→ What is expected
Begin at the line that contains "Screen reader assistance — describe where the tree" and stop after the last of the items. Write out every line in that range again in full, and shift each bounding-box coordinate in the answers by -82.

→ Provided data
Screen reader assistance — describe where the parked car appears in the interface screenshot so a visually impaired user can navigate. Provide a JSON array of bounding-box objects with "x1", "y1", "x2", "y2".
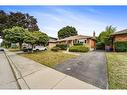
[{"x1": 33, "y1": 46, "x2": 47, "y2": 51}]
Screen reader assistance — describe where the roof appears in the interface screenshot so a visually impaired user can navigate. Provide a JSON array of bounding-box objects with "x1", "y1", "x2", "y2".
[
  {"x1": 112, "y1": 29, "x2": 127, "y2": 35},
  {"x1": 49, "y1": 36, "x2": 57, "y2": 40},
  {"x1": 57, "y1": 35, "x2": 92, "y2": 42}
]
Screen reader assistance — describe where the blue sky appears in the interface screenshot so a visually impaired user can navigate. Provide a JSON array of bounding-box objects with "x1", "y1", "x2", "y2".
[{"x1": 0, "y1": 6, "x2": 127, "y2": 37}]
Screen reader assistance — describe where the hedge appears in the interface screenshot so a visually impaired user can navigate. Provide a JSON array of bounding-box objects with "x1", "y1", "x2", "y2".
[
  {"x1": 69, "y1": 45, "x2": 89, "y2": 52},
  {"x1": 56, "y1": 44, "x2": 68, "y2": 50},
  {"x1": 114, "y1": 41, "x2": 127, "y2": 52}
]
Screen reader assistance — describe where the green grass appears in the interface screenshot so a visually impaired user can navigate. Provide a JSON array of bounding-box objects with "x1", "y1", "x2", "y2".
[
  {"x1": 8, "y1": 48, "x2": 20, "y2": 52},
  {"x1": 21, "y1": 50, "x2": 75, "y2": 68},
  {"x1": 106, "y1": 52, "x2": 127, "y2": 89}
]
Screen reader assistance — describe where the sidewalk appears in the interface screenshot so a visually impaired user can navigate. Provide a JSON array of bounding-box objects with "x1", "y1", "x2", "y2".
[{"x1": 6, "y1": 51, "x2": 99, "y2": 89}]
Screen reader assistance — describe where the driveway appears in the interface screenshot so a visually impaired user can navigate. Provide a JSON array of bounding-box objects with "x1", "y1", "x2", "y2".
[
  {"x1": 55, "y1": 51, "x2": 107, "y2": 89},
  {"x1": 0, "y1": 51, "x2": 19, "y2": 89}
]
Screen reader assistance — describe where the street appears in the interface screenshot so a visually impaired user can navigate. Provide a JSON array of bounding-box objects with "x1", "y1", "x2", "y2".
[{"x1": 0, "y1": 51, "x2": 18, "y2": 89}]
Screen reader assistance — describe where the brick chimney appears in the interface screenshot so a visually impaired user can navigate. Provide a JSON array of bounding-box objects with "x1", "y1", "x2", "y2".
[{"x1": 93, "y1": 31, "x2": 96, "y2": 37}]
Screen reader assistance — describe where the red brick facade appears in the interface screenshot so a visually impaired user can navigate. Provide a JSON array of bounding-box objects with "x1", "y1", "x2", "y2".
[{"x1": 114, "y1": 34, "x2": 127, "y2": 41}]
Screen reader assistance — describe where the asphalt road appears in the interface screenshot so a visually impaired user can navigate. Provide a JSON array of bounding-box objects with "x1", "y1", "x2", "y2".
[
  {"x1": 0, "y1": 51, "x2": 18, "y2": 89},
  {"x1": 55, "y1": 52, "x2": 107, "y2": 89}
]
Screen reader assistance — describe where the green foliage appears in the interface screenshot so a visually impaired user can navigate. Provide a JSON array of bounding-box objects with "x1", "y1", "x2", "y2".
[
  {"x1": 0, "y1": 10, "x2": 39, "y2": 35},
  {"x1": 96, "y1": 42, "x2": 105, "y2": 50},
  {"x1": 3, "y1": 26, "x2": 26, "y2": 49},
  {"x1": 24, "y1": 31, "x2": 48, "y2": 46},
  {"x1": 97, "y1": 25, "x2": 116, "y2": 45},
  {"x1": 69, "y1": 45, "x2": 89, "y2": 52},
  {"x1": 51, "y1": 46, "x2": 60, "y2": 52},
  {"x1": 74, "y1": 43, "x2": 83, "y2": 46},
  {"x1": 56, "y1": 44, "x2": 68, "y2": 50},
  {"x1": 114, "y1": 41, "x2": 127, "y2": 52},
  {"x1": 58, "y1": 26, "x2": 77, "y2": 39}
]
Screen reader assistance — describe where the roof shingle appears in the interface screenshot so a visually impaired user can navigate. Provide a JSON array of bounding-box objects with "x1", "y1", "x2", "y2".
[{"x1": 112, "y1": 29, "x2": 127, "y2": 35}]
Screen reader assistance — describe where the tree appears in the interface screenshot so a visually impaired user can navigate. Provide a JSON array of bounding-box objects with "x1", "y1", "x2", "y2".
[
  {"x1": 0, "y1": 10, "x2": 39, "y2": 36},
  {"x1": 3, "y1": 26, "x2": 26, "y2": 50},
  {"x1": 9, "y1": 12, "x2": 39, "y2": 31},
  {"x1": 0, "y1": 10, "x2": 8, "y2": 36},
  {"x1": 58, "y1": 26, "x2": 77, "y2": 39},
  {"x1": 98, "y1": 25, "x2": 116, "y2": 44},
  {"x1": 24, "y1": 31, "x2": 49, "y2": 48}
]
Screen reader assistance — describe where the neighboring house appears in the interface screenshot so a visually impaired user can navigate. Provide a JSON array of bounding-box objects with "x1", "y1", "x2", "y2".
[
  {"x1": 48, "y1": 37, "x2": 57, "y2": 48},
  {"x1": 49, "y1": 32, "x2": 96, "y2": 50},
  {"x1": 111, "y1": 29, "x2": 127, "y2": 51},
  {"x1": 111, "y1": 29, "x2": 127, "y2": 42}
]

→ The answer
Screen reader assistance — describe where the tree appears in the interface screenshot so a visually impaired user can navigate. Provide a JSON array of bounding-box objects with "x1", "y1", "x2", "y2".
[
  {"x1": -82, "y1": -72, "x2": -43, "y2": -46},
  {"x1": -79, "y1": -56, "x2": -56, "y2": -32},
  {"x1": -73, "y1": -70, "x2": -43, "y2": -51},
  {"x1": -82, "y1": -72, "x2": -74, "y2": -46},
  {"x1": -24, "y1": -56, "x2": -5, "y2": -43},
  {"x1": 16, "y1": -57, "x2": 34, "y2": -38},
  {"x1": -58, "y1": -51, "x2": -33, "y2": -34}
]
Screen reader assistance — describe where the neighboring house appears in the interface screenshot so a visually impaired user can navigate. Provide a JSON array of bounding-box objects with "x1", "y1", "x2", "y2".
[
  {"x1": -34, "y1": -45, "x2": -25, "y2": -34},
  {"x1": -33, "y1": -50, "x2": 14, "y2": -32},
  {"x1": 29, "y1": -53, "x2": 45, "y2": -31},
  {"x1": 29, "y1": -53, "x2": 45, "y2": -40}
]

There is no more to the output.